__YOUR GOAL__. Here you must reproduce each line of the data exactly.
THE DATA Start Marker
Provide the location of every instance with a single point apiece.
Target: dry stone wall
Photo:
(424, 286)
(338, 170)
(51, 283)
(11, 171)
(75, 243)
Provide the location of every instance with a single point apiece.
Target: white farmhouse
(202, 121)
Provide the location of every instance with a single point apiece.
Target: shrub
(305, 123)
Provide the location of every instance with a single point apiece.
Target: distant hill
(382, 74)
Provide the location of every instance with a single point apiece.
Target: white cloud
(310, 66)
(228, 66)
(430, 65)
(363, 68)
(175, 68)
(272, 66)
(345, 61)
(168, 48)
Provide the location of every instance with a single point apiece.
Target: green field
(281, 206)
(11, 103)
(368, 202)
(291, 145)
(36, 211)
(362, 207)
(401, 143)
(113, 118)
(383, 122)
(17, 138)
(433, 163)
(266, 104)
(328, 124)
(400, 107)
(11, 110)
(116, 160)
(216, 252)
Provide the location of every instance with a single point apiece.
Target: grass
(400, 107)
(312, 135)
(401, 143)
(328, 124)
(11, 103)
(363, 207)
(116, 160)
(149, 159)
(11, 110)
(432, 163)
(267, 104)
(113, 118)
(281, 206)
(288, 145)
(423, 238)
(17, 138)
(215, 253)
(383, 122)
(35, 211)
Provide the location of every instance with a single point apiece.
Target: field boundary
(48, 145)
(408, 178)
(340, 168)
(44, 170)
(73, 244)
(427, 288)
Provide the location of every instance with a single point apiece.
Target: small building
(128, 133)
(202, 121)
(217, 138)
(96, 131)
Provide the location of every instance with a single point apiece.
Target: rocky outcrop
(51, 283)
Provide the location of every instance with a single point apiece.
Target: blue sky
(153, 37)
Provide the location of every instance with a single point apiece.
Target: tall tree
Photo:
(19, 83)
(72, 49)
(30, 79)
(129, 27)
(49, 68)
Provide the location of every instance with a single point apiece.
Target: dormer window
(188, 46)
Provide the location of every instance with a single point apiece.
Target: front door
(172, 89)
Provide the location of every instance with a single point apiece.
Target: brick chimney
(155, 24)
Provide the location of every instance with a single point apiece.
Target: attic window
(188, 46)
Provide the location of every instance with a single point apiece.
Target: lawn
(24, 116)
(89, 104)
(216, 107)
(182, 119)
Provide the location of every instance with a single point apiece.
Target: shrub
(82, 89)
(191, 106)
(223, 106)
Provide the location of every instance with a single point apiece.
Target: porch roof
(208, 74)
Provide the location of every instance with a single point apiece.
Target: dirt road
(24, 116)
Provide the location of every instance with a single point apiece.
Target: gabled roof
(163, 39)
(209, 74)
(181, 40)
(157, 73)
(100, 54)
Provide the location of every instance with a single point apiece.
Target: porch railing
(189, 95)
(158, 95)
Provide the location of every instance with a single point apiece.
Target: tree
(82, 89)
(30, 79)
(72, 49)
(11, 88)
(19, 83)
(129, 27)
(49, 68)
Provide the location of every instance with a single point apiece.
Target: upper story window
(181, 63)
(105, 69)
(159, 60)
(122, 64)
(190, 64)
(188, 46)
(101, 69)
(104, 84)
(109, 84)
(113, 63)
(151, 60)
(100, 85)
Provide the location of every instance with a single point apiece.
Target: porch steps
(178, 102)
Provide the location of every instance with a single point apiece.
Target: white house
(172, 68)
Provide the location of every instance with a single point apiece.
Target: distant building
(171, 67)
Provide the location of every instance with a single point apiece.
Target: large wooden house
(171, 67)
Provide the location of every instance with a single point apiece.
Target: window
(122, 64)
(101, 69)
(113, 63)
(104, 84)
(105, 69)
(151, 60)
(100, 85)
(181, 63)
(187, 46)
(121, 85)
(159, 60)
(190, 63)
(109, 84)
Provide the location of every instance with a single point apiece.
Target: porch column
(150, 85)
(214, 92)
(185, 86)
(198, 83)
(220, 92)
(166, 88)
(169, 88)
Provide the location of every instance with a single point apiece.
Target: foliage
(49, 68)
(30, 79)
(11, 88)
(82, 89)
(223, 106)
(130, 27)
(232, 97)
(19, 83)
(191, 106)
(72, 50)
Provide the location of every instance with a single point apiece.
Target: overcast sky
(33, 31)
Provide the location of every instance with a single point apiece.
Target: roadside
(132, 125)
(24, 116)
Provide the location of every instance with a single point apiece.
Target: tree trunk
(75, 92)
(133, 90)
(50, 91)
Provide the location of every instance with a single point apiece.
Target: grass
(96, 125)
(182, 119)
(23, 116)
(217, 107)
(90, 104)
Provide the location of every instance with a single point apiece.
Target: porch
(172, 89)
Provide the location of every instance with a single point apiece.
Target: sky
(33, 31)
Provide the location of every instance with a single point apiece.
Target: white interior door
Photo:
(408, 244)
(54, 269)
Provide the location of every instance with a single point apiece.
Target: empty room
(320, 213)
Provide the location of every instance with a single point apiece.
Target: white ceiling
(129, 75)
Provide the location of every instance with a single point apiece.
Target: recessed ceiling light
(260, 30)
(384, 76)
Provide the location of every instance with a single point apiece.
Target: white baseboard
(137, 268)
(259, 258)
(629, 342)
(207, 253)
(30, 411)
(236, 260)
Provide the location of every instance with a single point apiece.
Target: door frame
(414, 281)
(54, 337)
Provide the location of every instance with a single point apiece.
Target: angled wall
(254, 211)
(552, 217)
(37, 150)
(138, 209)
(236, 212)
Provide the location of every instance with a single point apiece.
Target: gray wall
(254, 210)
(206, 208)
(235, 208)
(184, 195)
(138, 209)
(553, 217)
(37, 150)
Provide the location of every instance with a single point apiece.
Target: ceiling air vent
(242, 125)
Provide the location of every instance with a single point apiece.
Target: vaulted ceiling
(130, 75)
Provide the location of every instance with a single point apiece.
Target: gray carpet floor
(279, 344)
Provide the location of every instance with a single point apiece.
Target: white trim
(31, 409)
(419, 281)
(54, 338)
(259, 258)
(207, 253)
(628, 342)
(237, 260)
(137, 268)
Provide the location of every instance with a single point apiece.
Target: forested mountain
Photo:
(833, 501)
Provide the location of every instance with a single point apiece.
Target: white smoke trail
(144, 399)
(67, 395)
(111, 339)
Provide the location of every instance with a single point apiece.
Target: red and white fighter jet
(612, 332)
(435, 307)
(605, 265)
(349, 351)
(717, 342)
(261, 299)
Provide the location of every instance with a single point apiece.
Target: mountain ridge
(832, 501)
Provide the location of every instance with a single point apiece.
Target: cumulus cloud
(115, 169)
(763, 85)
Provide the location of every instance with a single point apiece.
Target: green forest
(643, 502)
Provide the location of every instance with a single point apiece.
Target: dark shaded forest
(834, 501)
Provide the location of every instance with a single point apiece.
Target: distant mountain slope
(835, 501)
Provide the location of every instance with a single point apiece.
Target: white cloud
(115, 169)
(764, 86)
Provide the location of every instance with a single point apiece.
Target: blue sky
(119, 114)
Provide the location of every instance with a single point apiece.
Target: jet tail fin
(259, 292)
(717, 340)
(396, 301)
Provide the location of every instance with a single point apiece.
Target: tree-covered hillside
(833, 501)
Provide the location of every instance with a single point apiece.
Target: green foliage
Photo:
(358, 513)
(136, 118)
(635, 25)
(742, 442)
THE DATA End Marker
__RESULT OF THIS EXERCISE__.
Provide the location of every instance with a single point apiece.
Target: dry stone wall
Photo:
(424, 286)
(338, 170)
(51, 283)
(11, 171)
(75, 243)
Provide the location of every instance with a single point apiece.
Target: white farmhouse
(202, 121)
Provide the location of every instance with a single point apiece.
Target: shrub
(305, 123)
Provide the location of every instance with a single point apiece.
Target: distant hill
(382, 74)
Provide the location of every instance with a single point apiece.
Target: white cloud
(310, 66)
(228, 66)
(430, 65)
(363, 68)
(175, 68)
(272, 66)
(345, 61)
(168, 48)
Provide the location of every instance with a single point apiece.
Target: green field
(281, 206)
(11, 103)
(368, 202)
(291, 145)
(36, 211)
(362, 207)
(401, 143)
(113, 118)
(383, 122)
(17, 138)
(433, 163)
(266, 104)
(328, 124)
(400, 107)
(11, 110)
(116, 160)
(216, 252)
Provide the location of every instance with a single point apiece.
Target: grass
(400, 107)
(312, 135)
(401, 143)
(328, 124)
(11, 103)
(363, 207)
(116, 160)
(149, 159)
(11, 110)
(432, 163)
(267, 104)
(113, 118)
(281, 206)
(288, 145)
(423, 238)
(17, 138)
(215, 253)
(383, 122)
(35, 211)
Provide the location of every instance with a single point apiece.
Target: field boundary
(48, 145)
(408, 178)
(340, 168)
(44, 170)
(73, 244)
(427, 288)
Provide the location of every instance with a single point apiece.
Target: small building
(128, 133)
(202, 121)
(217, 138)
(96, 131)
Provide the location of every instance with a single point apiece.
Target: rocky outcrop
(51, 283)
Provide the location of every instance with a single point apiece.
Target: blue sky
(153, 37)
Provide the location of every instance with a single point apiece.
Target: tall tree
Photo:
(19, 83)
(72, 49)
(30, 79)
(129, 27)
(49, 68)
Provide the location of every instance with a single point apiece.
Target: dormer window
(188, 46)
Provide the location of every instance with a single point apiece.
Target: front door
(172, 89)
Provide the location of every instance with a single point apiece.
Target: brick chimney
(155, 24)
Provide the location of every instance with a single point apiece.
Target: attic window
(188, 46)
Provide the location of every instance with a single point apiece.
Target: lawn
(24, 116)
(89, 104)
(216, 107)
(182, 119)
Provide the location of every instance with a single point apiece.
Target: shrub
(82, 89)
(191, 106)
(223, 106)
Provide the location of every instance with a single point apiece.
Target: porch roof
(208, 74)
Provide the location of every instance with a single point apiece.
Target: dirt road
(24, 116)
Provide the location of every instance with a single point apiece.
Target: gabled roof
(163, 39)
(209, 74)
(181, 40)
(157, 73)
(100, 54)
Provide the location of every instance with a single point apiece.
Target: porch railing
(189, 95)
(158, 95)
Provide the location of every instance with a single point apiece.
Target: tree
(82, 89)
(30, 79)
(72, 49)
(11, 88)
(19, 83)
(129, 27)
(49, 68)
Provide the location of every instance with a single point apiece.
Target: upper story window
(181, 63)
(105, 69)
(159, 60)
(122, 64)
(190, 64)
(188, 46)
(101, 69)
(104, 84)
(109, 84)
(113, 63)
(151, 60)
(100, 85)
Provide the location of every instance with a single point apiece.
Target: porch steps
(178, 102)
Provide the location of every instance with a single point apiece.
Target: white house
(172, 68)
Provide the location of every instance with a single point apiece.
Target: distant building
(171, 67)
Provide the location of every instance with a single point apiece.
Target: large wooden house
(171, 67)
Provide the location of every instance with a single point apiece.
Target: window
(122, 64)
(101, 69)
(113, 63)
(104, 84)
(105, 69)
(151, 60)
(100, 85)
(181, 63)
(187, 46)
(121, 85)
(159, 60)
(190, 63)
(109, 84)
Provide the location of every instance with a single point apiece.
Target: porch column
(150, 85)
(214, 92)
(185, 86)
(198, 83)
(220, 92)
(166, 88)
(169, 88)
Provide the location of every instance with a single point apiece.
Target: foliage
(49, 68)
(30, 79)
(11, 88)
(82, 89)
(223, 106)
(130, 27)
(232, 97)
(19, 83)
(191, 106)
(72, 50)
Provide the location of every instance with a single point apiece.
Target: overcast sky
(33, 31)
Provide the location of every instance with a single point apiece.
Target: roadside
(132, 125)
(24, 116)
Provide the location of every instance with a single point apiece.
Target: tree trunk
(75, 92)
(133, 90)
(50, 91)
Provide the location of every instance with a single point apiece.
Target: grass
(96, 125)
(182, 119)
(23, 116)
(217, 107)
(90, 104)
Provide the location of every instance with a single point apiece.
Target: porch
(172, 89)
Provide the location of every instance with a single point apiece.
Target: sky
(33, 31)
Provide the location of every instance with a single point apiece.
Target: white interior door
Photo:
(408, 244)
(54, 269)
Provide the location of every instance with a single point apiece.
Target: empty room
(320, 213)
Provide the location of every instance with a single point apiece.
Target: white ceiling
(129, 75)
Provide the location of every instance with a single point apiece.
Target: recessed ceiling light
(260, 30)
(384, 76)
Provide the location of every instance with a single point apiece.
Target: white baseboard
(137, 268)
(259, 258)
(629, 342)
(207, 253)
(30, 411)
(236, 260)
Provide the location of every instance with a single point apiece.
Target: door frame
(414, 281)
(54, 337)
Provide the location of every instance with a single point apiece.
Target: angled wall
(254, 211)
(552, 217)
(37, 150)
(138, 209)
(236, 212)
Provide the location of every instance with a single point apiece.
Target: gray wall
(254, 210)
(206, 208)
(235, 208)
(184, 195)
(138, 209)
(553, 217)
(37, 150)
Provide the location of every instance with a single point apiece.
Target: ceiling air vent
(242, 125)
Provide the location of every instance with a single point apiece.
Target: vaulted ceiling
(130, 75)
Provide the location of every instance with a single point apiece.
Target: gray carpet floor
(279, 344)
Provide the location of every instance with a single point apiece.
Target: white trim
(31, 409)
(419, 281)
(54, 338)
(259, 258)
(207, 253)
(628, 342)
(237, 260)
(137, 268)
Provide the location of every instance with a single point apiece.
Target: forested mountain
Photo:
(833, 501)
Provide the location of every instance with a single point apiece.
Target: white smoke trail
(144, 399)
(67, 395)
(111, 339)
Provide the location of every instance with a single point apiece.
Target: red and white fighter jet
(612, 332)
(435, 307)
(605, 265)
(349, 351)
(717, 342)
(261, 299)
Provide the location of every instance with a single point apiece.
Target: mountain ridge
(832, 501)
Provide the location of every instance with a single point apiece.
Target: cumulus cloud
(115, 169)
(763, 85)
Provide the location of every instance with a single point apiece.
Target: green forest
(643, 502)
Provide the location of every instance with a single point apiece.
Target: dark shaded forest
(834, 501)
Provide the location of every instance with a single point apiece.
Target: distant mountain slope
(835, 501)
Provide the location of every instance with a single point apiece.
Target: white cloud
(115, 169)
(764, 86)
Provide the location of every instance with a single point apiece.
Target: blue sky
(119, 114)
Provide the location of every instance with a single point apiece.
Target: jet tail fin
(259, 292)
(717, 340)
(396, 301)
Provide the location of every instance with a single point apiece.
Target: tree-covered hillside
(833, 501)
Provide the location of every instance with a single point apiece.
Target: green foliage
Photo:
(358, 513)
(136, 118)
(635, 25)
(742, 442)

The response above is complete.